**Data for processing:**
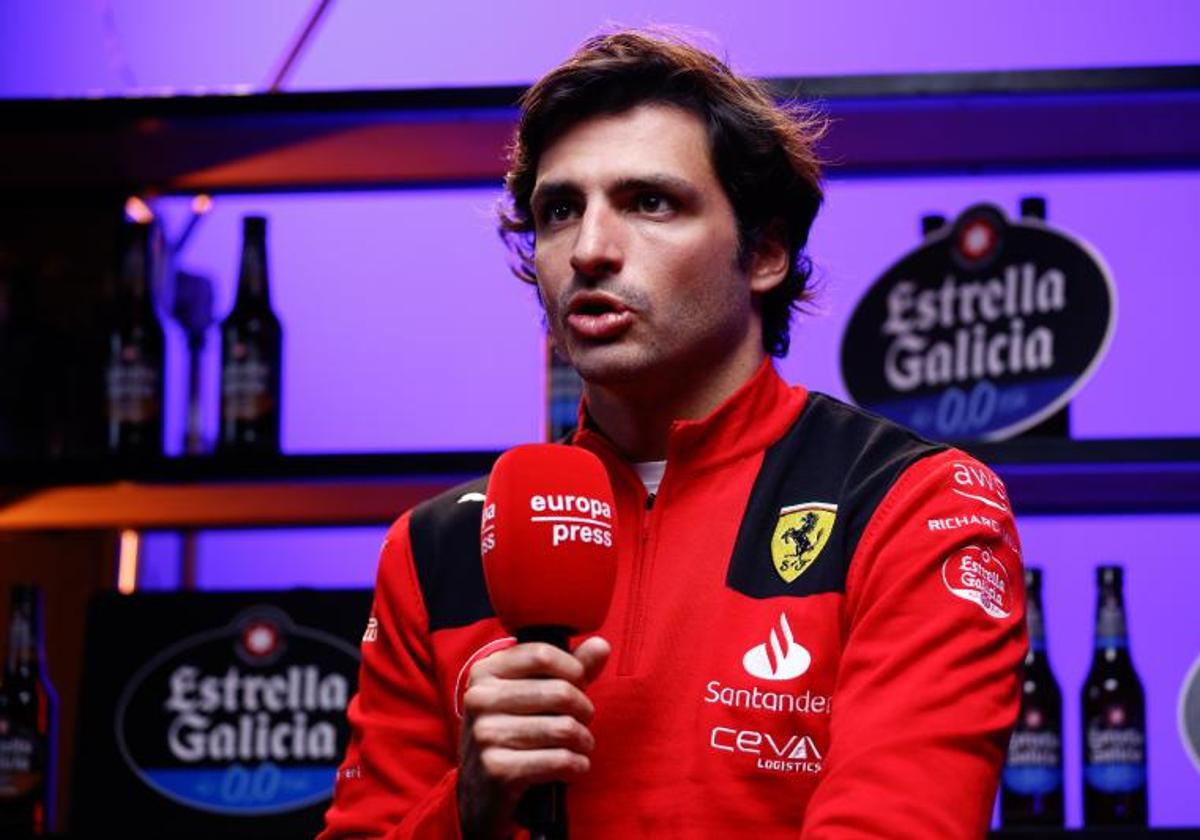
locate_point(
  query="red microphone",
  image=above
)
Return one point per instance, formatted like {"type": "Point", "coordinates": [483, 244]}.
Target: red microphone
{"type": "Point", "coordinates": [549, 544]}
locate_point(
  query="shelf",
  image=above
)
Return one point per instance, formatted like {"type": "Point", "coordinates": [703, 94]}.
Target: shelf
{"type": "Point", "coordinates": [1043, 477]}
{"type": "Point", "coordinates": [1091, 119]}
{"type": "Point", "coordinates": [1098, 477]}
{"type": "Point", "coordinates": [201, 493]}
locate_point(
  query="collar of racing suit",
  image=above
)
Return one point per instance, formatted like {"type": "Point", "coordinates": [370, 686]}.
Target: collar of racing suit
{"type": "Point", "coordinates": [753, 418]}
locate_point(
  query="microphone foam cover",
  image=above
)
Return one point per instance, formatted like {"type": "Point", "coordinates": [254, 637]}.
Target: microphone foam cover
{"type": "Point", "coordinates": [549, 539]}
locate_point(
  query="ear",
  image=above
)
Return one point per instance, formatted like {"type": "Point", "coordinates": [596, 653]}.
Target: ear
{"type": "Point", "coordinates": [769, 259]}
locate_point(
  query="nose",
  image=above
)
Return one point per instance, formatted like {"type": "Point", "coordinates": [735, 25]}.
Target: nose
{"type": "Point", "coordinates": [598, 250]}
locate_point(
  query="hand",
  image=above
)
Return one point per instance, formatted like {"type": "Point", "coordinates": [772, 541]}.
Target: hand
{"type": "Point", "coordinates": [525, 723]}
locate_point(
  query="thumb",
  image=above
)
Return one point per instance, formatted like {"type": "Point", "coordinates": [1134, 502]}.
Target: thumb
{"type": "Point", "coordinates": [593, 653]}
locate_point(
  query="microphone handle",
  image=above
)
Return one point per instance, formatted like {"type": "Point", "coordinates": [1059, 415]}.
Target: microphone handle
{"type": "Point", "coordinates": [543, 808]}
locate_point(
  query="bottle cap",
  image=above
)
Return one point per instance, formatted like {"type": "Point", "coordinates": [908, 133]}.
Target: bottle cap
{"type": "Point", "coordinates": [1032, 579]}
{"type": "Point", "coordinates": [1033, 207]}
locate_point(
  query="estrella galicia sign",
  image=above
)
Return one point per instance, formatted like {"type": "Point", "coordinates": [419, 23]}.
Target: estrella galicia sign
{"type": "Point", "coordinates": [244, 719]}
{"type": "Point", "coordinates": [985, 329]}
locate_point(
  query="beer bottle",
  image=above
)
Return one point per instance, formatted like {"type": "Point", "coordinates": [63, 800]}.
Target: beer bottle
{"type": "Point", "coordinates": [28, 724]}
{"type": "Point", "coordinates": [251, 355]}
{"type": "Point", "coordinates": [1031, 785]}
{"type": "Point", "coordinates": [563, 394]}
{"type": "Point", "coordinates": [136, 354]}
{"type": "Point", "coordinates": [1114, 718]}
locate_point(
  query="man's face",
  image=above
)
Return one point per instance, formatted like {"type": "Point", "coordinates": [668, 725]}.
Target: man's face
{"type": "Point", "coordinates": [637, 251]}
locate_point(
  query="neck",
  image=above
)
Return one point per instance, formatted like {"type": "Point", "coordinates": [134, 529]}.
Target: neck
{"type": "Point", "coordinates": [637, 417]}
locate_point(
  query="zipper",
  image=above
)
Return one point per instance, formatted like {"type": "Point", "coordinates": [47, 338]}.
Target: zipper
{"type": "Point", "coordinates": [635, 615]}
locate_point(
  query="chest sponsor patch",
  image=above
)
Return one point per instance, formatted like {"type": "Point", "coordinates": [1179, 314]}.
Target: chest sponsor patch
{"type": "Point", "coordinates": [780, 657]}
{"type": "Point", "coordinates": [976, 575]}
{"type": "Point", "coordinates": [801, 534]}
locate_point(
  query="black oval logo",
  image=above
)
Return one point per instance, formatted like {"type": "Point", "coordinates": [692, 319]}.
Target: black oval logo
{"type": "Point", "coordinates": [984, 330]}
{"type": "Point", "coordinates": [246, 719]}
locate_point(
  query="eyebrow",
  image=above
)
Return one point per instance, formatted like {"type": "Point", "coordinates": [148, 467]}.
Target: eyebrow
{"type": "Point", "coordinates": [679, 186]}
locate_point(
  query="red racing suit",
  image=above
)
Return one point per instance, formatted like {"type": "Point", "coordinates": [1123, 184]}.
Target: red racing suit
{"type": "Point", "coordinates": [817, 631]}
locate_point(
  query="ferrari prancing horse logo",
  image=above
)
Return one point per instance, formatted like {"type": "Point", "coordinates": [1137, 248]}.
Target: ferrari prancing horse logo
{"type": "Point", "coordinates": [801, 533]}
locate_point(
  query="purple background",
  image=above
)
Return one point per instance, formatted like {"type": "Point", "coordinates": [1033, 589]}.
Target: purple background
{"type": "Point", "coordinates": [403, 330]}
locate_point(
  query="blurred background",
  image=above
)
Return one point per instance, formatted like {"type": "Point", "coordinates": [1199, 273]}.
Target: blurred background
{"type": "Point", "coordinates": [405, 333]}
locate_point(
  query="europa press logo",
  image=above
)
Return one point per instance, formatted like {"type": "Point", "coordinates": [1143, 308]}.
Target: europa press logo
{"type": "Point", "coordinates": [989, 327]}
{"type": "Point", "coordinates": [246, 719]}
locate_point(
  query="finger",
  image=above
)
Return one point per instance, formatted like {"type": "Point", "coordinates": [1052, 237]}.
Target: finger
{"type": "Point", "coordinates": [532, 659]}
{"type": "Point", "coordinates": [593, 653]}
{"type": "Point", "coordinates": [532, 732]}
{"type": "Point", "coordinates": [527, 696]}
{"type": "Point", "coordinates": [532, 767]}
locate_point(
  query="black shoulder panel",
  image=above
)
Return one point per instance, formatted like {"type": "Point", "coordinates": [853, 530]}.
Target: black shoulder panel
{"type": "Point", "coordinates": [834, 460]}
{"type": "Point", "coordinates": [444, 532]}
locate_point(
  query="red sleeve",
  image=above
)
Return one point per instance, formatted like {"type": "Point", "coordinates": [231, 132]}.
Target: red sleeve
{"type": "Point", "coordinates": [928, 685]}
{"type": "Point", "coordinates": [399, 777]}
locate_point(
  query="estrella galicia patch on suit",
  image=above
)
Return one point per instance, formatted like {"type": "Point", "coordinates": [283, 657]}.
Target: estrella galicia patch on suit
{"type": "Point", "coordinates": [444, 532]}
{"type": "Point", "coordinates": [814, 496]}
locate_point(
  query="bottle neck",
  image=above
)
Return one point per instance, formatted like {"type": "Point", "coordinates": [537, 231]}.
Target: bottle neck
{"type": "Point", "coordinates": [1110, 622]}
{"type": "Point", "coordinates": [24, 654]}
{"type": "Point", "coordinates": [1035, 623]}
{"type": "Point", "coordinates": [252, 285]}
{"type": "Point", "coordinates": [135, 285]}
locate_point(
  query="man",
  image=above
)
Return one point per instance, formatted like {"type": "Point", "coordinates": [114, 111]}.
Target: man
{"type": "Point", "coordinates": [817, 622]}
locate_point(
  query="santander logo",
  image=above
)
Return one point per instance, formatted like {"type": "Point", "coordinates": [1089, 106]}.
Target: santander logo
{"type": "Point", "coordinates": [780, 657]}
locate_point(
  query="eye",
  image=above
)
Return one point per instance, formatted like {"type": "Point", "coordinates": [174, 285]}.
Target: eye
{"type": "Point", "coordinates": [556, 211]}
{"type": "Point", "coordinates": [652, 203]}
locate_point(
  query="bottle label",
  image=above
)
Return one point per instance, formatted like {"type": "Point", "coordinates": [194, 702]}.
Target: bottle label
{"type": "Point", "coordinates": [1110, 625]}
{"type": "Point", "coordinates": [132, 389]}
{"type": "Point", "coordinates": [21, 760]}
{"type": "Point", "coordinates": [1115, 759]}
{"type": "Point", "coordinates": [246, 387]}
{"type": "Point", "coordinates": [1033, 763]}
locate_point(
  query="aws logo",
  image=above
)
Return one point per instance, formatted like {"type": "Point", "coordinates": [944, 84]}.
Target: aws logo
{"type": "Point", "coordinates": [801, 534]}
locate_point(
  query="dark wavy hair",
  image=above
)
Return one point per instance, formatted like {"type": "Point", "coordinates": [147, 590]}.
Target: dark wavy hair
{"type": "Point", "coordinates": [763, 153]}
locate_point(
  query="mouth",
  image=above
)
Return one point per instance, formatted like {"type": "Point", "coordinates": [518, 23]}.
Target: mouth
{"type": "Point", "coordinates": [598, 316]}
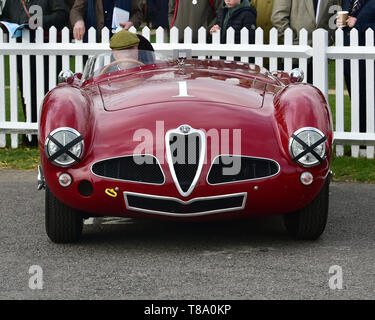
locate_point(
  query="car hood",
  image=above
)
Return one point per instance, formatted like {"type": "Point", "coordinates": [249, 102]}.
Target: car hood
{"type": "Point", "coordinates": [158, 86]}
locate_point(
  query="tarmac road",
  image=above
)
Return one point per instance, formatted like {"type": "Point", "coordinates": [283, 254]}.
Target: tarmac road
{"type": "Point", "coordinates": [138, 259]}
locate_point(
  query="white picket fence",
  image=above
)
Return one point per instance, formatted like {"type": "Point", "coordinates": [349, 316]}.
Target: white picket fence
{"type": "Point", "coordinates": [319, 51]}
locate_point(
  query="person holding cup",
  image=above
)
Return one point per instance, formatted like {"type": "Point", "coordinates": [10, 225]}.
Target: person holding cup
{"type": "Point", "coordinates": [361, 15]}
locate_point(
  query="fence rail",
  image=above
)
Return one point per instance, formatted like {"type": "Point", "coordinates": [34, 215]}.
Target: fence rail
{"type": "Point", "coordinates": [288, 53]}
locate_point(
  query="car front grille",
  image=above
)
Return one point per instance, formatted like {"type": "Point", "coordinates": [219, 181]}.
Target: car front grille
{"type": "Point", "coordinates": [227, 169]}
{"type": "Point", "coordinates": [174, 206]}
{"type": "Point", "coordinates": [137, 168]}
{"type": "Point", "coordinates": [185, 150]}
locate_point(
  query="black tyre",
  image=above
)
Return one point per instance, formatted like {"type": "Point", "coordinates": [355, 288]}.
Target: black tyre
{"type": "Point", "coordinates": [309, 222]}
{"type": "Point", "coordinates": [63, 224]}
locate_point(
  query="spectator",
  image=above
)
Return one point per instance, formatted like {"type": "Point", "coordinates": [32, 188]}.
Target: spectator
{"type": "Point", "coordinates": [193, 14]}
{"type": "Point", "coordinates": [264, 13]}
{"type": "Point", "coordinates": [98, 14]}
{"type": "Point", "coordinates": [54, 14]}
{"type": "Point", "coordinates": [236, 14]}
{"type": "Point", "coordinates": [158, 9]}
{"type": "Point", "coordinates": [361, 17]}
{"type": "Point", "coordinates": [299, 14]}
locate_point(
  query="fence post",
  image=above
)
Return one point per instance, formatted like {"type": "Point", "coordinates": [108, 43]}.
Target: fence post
{"type": "Point", "coordinates": [320, 61]}
{"type": "Point", "coordinates": [2, 92]}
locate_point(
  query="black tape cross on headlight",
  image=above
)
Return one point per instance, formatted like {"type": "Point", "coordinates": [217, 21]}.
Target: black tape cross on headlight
{"type": "Point", "coordinates": [308, 149]}
{"type": "Point", "coordinates": [64, 149]}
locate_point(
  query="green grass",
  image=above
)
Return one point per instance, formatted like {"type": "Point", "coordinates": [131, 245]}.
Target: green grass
{"type": "Point", "coordinates": [347, 169]}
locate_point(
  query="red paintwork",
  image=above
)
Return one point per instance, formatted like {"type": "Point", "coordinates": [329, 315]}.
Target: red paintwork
{"type": "Point", "coordinates": [109, 115]}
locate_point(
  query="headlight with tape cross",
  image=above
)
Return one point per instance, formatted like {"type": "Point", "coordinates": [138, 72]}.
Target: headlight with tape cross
{"type": "Point", "coordinates": [307, 147]}
{"type": "Point", "coordinates": [64, 147]}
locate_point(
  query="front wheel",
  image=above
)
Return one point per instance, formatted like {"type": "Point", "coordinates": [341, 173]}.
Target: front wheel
{"type": "Point", "coordinates": [309, 222]}
{"type": "Point", "coordinates": [63, 224]}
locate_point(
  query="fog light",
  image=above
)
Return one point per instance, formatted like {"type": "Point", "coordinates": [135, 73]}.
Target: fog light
{"type": "Point", "coordinates": [306, 178]}
{"type": "Point", "coordinates": [65, 180]}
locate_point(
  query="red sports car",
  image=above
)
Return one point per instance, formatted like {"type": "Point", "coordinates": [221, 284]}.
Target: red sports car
{"type": "Point", "coordinates": [183, 139]}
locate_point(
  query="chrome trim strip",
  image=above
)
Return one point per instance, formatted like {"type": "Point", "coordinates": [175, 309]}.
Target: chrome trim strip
{"type": "Point", "coordinates": [196, 214]}
{"type": "Point", "coordinates": [131, 181]}
{"type": "Point", "coordinates": [41, 179]}
{"type": "Point", "coordinates": [170, 160]}
{"type": "Point", "coordinates": [239, 181]}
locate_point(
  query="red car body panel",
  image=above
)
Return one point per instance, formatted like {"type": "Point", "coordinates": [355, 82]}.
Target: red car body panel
{"type": "Point", "coordinates": [109, 110]}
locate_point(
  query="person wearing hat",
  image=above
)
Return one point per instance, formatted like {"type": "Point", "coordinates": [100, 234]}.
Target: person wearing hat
{"type": "Point", "coordinates": [129, 50]}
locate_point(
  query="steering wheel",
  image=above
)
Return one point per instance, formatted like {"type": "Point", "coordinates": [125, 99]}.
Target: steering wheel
{"type": "Point", "coordinates": [104, 70]}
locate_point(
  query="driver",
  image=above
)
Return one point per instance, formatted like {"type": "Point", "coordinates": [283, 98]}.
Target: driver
{"type": "Point", "coordinates": [124, 45]}
{"type": "Point", "coordinates": [127, 45]}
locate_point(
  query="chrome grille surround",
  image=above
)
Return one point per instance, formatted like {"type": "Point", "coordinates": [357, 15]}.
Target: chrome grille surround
{"type": "Point", "coordinates": [177, 201]}
{"type": "Point", "coordinates": [185, 130]}
{"type": "Point", "coordinates": [243, 180]}
{"type": "Point", "coordinates": [130, 180]}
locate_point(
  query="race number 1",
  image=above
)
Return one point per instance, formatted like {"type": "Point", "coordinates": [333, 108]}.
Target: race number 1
{"type": "Point", "coordinates": [183, 91]}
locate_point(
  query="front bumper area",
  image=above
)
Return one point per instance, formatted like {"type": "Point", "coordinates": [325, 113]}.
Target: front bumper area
{"type": "Point", "coordinates": [275, 195]}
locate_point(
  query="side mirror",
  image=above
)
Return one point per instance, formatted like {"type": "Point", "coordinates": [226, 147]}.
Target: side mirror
{"type": "Point", "coordinates": [296, 75]}
{"type": "Point", "coordinates": [66, 76]}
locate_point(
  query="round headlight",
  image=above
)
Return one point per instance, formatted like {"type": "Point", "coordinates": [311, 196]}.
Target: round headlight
{"type": "Point", "coordinates": [64, 147]}
{"type": "Point", "coordinates": [307, 146]}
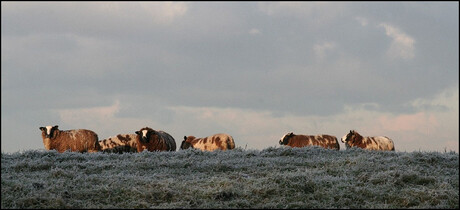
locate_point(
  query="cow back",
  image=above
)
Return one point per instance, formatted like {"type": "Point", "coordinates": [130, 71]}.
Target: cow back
{"type": "Point", "coordinates": [326, 141]}
{"type": "Point", "coordinates": [219, 141]}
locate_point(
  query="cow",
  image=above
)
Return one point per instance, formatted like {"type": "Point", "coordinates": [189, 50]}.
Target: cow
{"type": "Point", "coordinates": [119, 143]}
{"type": "Point", "coordinates": [354, 139]}
{"type": "Point", "coordinates": [152, 140]}
{"type": "Point", "coordinates": [80, 140]}
{"type": "Point", "coordinates": [220, 141]}
{"type": "Point", "coordinates": [326, 141]}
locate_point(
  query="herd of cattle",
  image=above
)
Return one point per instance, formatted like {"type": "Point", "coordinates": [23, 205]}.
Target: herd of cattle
{"type": "Point", "coordinates": [83, 140]}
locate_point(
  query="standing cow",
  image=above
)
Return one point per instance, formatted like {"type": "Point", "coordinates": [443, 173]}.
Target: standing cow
{"type": "Point", "coordinates": [326, 141]}
{"type": "Point", "coordinates": [80, 140]}
{"type": "Point", "coordinates": [153, 140]}
{"type": "Point", "coordinates": [220, 141]}
{"type": "Point", "coordinates": [354, 139]}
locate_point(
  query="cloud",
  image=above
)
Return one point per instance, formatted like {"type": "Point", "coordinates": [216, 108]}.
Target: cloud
{"type": "Point", "coordinates": [165, 12]}
{"type": "Point", "coordinates": [362, 20]}
{"type": "Point", "coordinates": [321, 50]}
{"type": "Point", "coordinates": [254, 31]}
{"type": "Point", "coordinates": [402, 45]}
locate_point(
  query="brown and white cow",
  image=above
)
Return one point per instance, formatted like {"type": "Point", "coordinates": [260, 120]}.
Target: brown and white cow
{"type": "Point", "coordinates": [354, 139]}
{"type": "Point", "coordinates": [152, 140]}
{"type": "Point", "coordinates": [326, 141]}
{"type": "Point", "coordinates": [79, 140]}
{"type": "Point", "coordinates": [220, 141]}
{"type": "Point", "coordinates": [119, 143]}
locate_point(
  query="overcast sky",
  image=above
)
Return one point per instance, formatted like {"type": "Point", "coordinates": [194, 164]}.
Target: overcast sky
{"type": "Point", "coordinates": [254, 70]}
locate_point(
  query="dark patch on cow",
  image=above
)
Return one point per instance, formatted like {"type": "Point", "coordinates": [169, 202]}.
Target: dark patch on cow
{"type": "Point", "coordinates": [154, 140]}
{"type": "Point", "coordinates": [324, 140]}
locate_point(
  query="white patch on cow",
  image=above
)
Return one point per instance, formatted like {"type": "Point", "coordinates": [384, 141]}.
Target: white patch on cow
{"type": "Point", "coordinates": [287, 134]}
{"type": "Point", "coordinates": [284, 137]}
{"type": "Point", "coordinates": [73, 134]}
{"type": "Point", "coordinates": [144, 133]}
{"type": "Point", "coordinates": [208, 146]}
{"type": "Point", "coordinates": [48, 129]}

**Task directions:**
Pick out every line of the material above that contains the word "body" and copy each of those lines in full. Case counts.

**The output:**
  query="red car body panel",
Target: red car body panel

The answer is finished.